* **AIM OF THE EXERCISE**: Below are lines of data. Give the number of them that contain the string "bending", and nothing else.
=== GIVEN DATA ===
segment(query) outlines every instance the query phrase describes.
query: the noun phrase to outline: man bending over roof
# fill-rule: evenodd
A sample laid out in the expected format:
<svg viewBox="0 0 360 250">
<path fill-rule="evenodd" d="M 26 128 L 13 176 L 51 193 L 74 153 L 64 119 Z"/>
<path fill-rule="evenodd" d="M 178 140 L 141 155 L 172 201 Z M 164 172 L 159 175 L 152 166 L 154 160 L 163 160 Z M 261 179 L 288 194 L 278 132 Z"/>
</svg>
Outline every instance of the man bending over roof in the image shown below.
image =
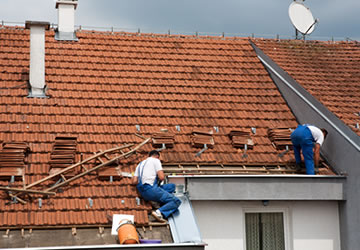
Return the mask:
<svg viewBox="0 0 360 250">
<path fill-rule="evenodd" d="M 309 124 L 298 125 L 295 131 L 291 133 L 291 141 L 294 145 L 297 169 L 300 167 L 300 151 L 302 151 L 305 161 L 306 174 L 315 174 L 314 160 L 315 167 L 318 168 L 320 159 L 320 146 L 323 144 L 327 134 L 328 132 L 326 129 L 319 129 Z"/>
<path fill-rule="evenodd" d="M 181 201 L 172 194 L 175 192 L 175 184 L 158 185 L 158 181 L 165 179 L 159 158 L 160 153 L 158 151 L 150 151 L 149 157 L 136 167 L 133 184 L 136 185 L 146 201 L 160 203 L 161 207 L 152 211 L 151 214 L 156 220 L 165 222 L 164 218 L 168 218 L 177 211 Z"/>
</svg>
===
=== GIVEN DATA ===
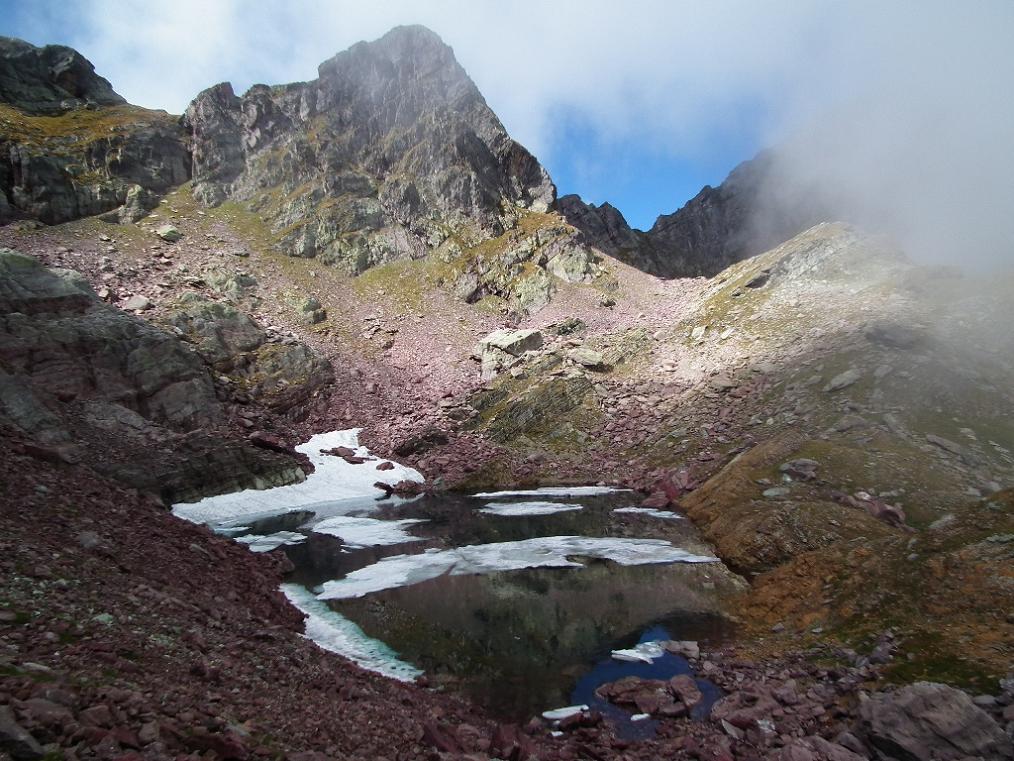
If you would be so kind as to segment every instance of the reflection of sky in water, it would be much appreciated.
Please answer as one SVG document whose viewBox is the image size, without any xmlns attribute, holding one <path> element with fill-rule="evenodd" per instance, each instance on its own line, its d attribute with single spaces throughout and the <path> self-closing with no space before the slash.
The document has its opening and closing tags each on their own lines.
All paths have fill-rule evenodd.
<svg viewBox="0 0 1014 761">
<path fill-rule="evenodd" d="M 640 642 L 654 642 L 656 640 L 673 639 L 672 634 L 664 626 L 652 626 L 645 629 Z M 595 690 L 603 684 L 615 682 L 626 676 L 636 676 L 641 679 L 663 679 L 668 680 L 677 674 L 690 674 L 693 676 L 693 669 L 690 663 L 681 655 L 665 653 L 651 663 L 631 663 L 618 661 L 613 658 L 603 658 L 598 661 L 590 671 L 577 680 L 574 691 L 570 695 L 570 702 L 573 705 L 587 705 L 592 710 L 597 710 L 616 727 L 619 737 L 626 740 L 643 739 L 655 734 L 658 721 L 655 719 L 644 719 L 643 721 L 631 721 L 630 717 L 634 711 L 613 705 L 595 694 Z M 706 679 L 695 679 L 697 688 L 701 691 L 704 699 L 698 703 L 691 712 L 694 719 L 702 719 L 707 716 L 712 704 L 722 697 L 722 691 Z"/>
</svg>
===
* **RESPONSE BOX**: 2